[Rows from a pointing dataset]
┄┄┄┄┄┄┄┄┄┄┄┄┄┄┄┄┄┄┄┄
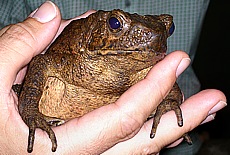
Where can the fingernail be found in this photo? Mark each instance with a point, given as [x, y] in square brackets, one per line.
[182, 66]
[217, 107]
[45, 13]
[209, 118]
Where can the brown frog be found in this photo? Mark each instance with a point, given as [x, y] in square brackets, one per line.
[91, 64]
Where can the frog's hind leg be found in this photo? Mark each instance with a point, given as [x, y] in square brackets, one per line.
[164, 107]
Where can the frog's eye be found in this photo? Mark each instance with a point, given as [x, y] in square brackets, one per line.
[114, 23]
[172, 28]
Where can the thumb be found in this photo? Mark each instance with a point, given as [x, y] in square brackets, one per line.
[22, 41]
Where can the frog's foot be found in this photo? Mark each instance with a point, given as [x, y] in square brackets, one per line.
[38, 121]
[162, 108]
[53, 121]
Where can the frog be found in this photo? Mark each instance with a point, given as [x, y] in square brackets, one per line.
[91, 64]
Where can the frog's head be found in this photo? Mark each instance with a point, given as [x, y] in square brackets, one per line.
[120, 33]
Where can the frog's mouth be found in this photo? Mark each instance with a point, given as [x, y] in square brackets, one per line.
[137, 55]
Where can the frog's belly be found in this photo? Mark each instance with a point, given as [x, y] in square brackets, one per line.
[68, 101]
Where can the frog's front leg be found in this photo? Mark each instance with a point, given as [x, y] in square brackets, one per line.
[29, 98]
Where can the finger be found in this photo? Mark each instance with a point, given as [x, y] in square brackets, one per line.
[195, 110]
[21, 41]
[120, 121]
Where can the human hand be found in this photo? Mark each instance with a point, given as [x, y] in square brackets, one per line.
[117, 127]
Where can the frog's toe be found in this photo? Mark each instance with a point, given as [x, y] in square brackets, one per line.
[53, 121]
[39, 122]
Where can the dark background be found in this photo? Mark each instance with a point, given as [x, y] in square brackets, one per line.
[212, 62]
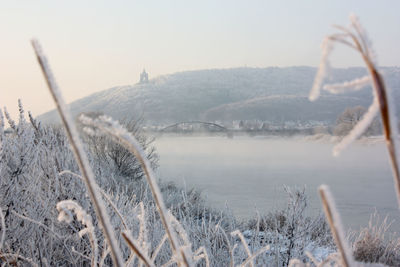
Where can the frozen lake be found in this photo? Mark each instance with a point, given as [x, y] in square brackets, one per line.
[249, 173]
┄┄┄┄┄┄┄┄┄┄┄┄┄┄┄┄┄┄┄┄
Pictures in the records above are left out; print everything else exactly as written.

Written reply
Where can the fingernail be found in this photo? Mark each instance with a point, given as [x, y] in square brackets, one per line.
[182, 66]
[217, 107]
[45, 13]
[209, 118]
Where can the brown frog be found in this photo? Mark each instance with a point, given as [x, y] in square brackets, one per line.
[91, 64]
Where can the frog's hind leg be found in this photo? Mark each instance with a point, given as [x, y] in square brackets, one per line.
[164, 107]
Where can the frog's eye be found in this photo? Mark each instance with a point, given as [x, y] in square brackets, one per line.
[114, 23]
[172, 28]
Where can the thumb be found in this photo? Mark each instance with a point, given as [x, y] in square brackets, one per line.
[22, 41]
Where can the frog's foot be found in this photo? Mark each instance with a point, given as [x, y] in square brackets, one per line.
[38, 121]
[162, 108]
[53, 121]
Where can the frog be found in this photo? Mark each instance with a point, given as [x, y] in square brackets, one per line.
[91, 64]
Where can the frog's head be found in this photo? Mark each instance with a point, given as [x, y] in square brackets, one per line.
[120, 33]
Where can the frog's mouth be found in this photo? Mark each instance with a point, given as [x, y] in square brackets, one per line.
[137, 55]
Where can the frog's belly be found in this photo? Mark each instance with a point, given as [x, y] in square brackets, one per line.
[68, 101]
Where can the frog's front leg be found in this photo? Mark each instance with a point, given as [x, y] in square brackets, one per line.
[29, 98]
Where can the finger be found in this photo? Mark each instance with a point, given as [x, y] in square brackets, one per line.
[195, 110]
[21, 41]
[120, 121]
Where can the human hand be found in this photo? Mark each instance with a point, given as [x, y] in square brackets, one per line.
[117, 127]
Where can the frog's toe be found in this photo? Mark each instance with a point, given as [x, y] in square brackets, one per line.
[53, 121]
[39, 122]
Where can the dark background be found in this photo? Mark each instance with a point, given as [x, y] in square brackets, one per line.
[212, 62]
Where can the frozen lake be found in this photo? Mark each instance with a point, given as [x, y] in square brackets, one per line.
[249, 173]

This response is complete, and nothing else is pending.